*** Document extract Section Begins ***

A recent trip to Kit Carson County explored how agricultural communities prepare for and respond to drought, and highlighted collaborative work done by leaders in public health, nonprofit work, education, and the faith community to support residents and promote opportunity in a rural setting.
Community leaders emphasized that drought exacerbates challenges already facing rural communities, and that drought resilience is deeply intertwined with the work it will take to keep their towns thriving and competitive. Drought conditions have dominated the region’s past seven years, and many small-scale farmers have struggled to remain financially solvent. Drought-related stress has increased rates of anxiety and depression, and created an overall “down” atmosphere. Small businesses have had to deal with reduced foot traffic, as farming families look to reduce expenses.
Yet, bettering access to mental health services, providing opportunity for local business growth, and preserving the viability of small-scale farming are priorities for the county even in wetter years. For example, Communities that Care, a program run in conjunction with the Department of Public Health, is working to better access to early childhood care in the county—a key resource allowing families to seek dual sources of income. Concurrent enrollment through Morgan Community College allowed two Flagler students and five Burlington students to graduate high school this year with associate’s degrees. The Department of Public Health has integrated mental health check-ins into routine visits, in an effort to destigmatize mental illness and encourage community members to seek support when they need it. The Prairie Family Center, a local nonprofit, fosters community “togetherness”, offering financial assistance for families in short-term emergencies as well as classes on cooking, nutrition, and parenting. This year, they partnered with the Arriba-Flagler school district to bring a class called “all about being a teen” to fifth graders, providing important resources for navigating challenging teenage years.
Dawn James, director of the county’s Department of Public Health and Environment, put it this way: “drought is absolutely devastating to an agricultural community. In so many ways, not just financially, but it’s social, emotional, physical — the whole nine yards. And so, our role in public health is to have prevention services in place to be able to address all of those medical, physical manifestations that come from the effect of long-term drought.”
Leaders reiterated that the community derives strength from the engagement and involvement of local residents. Deena Ziegler, Executive Director of the Prairie Family Center, recalls: “It’s been thirty-something years since I graduated. One of our county commissioners graduated in my class. He left, and came back to raise his children here. The superintendent of Burlington schools graduated in my class, and came back to raise his children here. My husband and I left for twelve years, and we came back to raise our children here… Parents and grandparents know the beauty of it. So we’re giving back and volunteering.”

*** Document extract Section Ends ***
*** Records shown Section Begins ***

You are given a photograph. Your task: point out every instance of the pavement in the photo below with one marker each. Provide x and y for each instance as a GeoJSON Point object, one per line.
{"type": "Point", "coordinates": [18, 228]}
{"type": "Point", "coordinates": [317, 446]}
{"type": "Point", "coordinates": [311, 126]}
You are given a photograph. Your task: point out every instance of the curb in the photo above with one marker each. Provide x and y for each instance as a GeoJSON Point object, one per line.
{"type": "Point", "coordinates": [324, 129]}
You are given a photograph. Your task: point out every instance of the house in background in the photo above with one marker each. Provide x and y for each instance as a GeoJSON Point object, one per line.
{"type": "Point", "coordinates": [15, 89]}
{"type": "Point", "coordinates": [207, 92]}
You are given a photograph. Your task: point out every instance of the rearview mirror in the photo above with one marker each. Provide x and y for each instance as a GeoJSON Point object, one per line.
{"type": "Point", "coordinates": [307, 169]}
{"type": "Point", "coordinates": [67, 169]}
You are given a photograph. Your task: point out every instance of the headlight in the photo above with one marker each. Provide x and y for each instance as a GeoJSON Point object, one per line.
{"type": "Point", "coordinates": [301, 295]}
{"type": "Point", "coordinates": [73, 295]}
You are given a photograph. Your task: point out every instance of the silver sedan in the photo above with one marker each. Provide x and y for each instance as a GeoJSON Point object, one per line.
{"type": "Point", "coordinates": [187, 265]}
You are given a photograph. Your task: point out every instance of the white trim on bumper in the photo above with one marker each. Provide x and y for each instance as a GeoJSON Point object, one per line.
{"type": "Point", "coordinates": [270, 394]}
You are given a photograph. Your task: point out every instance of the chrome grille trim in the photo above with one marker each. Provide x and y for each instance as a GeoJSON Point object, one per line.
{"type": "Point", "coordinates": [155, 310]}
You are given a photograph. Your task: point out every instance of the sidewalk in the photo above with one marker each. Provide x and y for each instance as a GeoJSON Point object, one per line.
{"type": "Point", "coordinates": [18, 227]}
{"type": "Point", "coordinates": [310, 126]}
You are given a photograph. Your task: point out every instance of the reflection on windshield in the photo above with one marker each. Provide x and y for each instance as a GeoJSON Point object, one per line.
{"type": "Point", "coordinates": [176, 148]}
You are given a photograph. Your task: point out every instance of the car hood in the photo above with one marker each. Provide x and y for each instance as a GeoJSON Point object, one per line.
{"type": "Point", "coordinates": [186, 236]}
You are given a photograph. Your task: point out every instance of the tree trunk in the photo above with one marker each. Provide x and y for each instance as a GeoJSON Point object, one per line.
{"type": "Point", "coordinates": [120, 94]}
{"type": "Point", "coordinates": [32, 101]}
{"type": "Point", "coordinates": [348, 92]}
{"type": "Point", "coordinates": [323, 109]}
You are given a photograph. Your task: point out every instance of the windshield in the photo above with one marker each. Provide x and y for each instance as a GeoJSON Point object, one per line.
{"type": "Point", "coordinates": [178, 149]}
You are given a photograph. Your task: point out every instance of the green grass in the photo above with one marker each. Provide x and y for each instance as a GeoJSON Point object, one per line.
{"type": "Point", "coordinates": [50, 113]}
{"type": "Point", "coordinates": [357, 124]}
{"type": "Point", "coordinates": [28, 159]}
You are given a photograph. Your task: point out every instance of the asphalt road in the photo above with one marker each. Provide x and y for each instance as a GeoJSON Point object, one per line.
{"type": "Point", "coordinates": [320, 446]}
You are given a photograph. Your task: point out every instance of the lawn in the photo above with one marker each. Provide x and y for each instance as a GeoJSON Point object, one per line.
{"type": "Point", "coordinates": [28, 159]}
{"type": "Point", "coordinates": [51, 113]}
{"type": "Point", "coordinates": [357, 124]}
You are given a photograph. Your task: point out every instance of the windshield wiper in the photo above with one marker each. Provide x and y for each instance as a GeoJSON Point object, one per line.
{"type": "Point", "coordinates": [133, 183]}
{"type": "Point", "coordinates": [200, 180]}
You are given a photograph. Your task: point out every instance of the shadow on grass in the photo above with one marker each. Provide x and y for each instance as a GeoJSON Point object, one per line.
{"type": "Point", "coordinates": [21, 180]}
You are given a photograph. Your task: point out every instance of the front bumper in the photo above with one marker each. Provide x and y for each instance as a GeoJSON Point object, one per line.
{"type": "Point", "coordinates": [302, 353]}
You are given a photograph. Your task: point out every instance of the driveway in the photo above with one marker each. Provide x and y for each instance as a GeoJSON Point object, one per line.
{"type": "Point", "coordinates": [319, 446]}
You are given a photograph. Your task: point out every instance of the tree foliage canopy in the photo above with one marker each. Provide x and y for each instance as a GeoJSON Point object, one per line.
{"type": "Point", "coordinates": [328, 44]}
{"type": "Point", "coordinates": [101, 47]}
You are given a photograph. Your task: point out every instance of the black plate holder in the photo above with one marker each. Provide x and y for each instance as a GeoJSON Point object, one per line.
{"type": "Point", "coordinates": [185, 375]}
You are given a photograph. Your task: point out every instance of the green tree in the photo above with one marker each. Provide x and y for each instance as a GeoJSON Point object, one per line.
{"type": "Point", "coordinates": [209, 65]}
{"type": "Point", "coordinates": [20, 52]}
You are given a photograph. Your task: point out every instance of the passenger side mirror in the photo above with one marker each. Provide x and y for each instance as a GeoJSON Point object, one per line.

*** Records shown Section Ends ***

In the text about drought in Kit Carson County, which school district did the Prairie Family Center partner with this year to offer a class to fifth graders?

The Arriba-Flagler school district.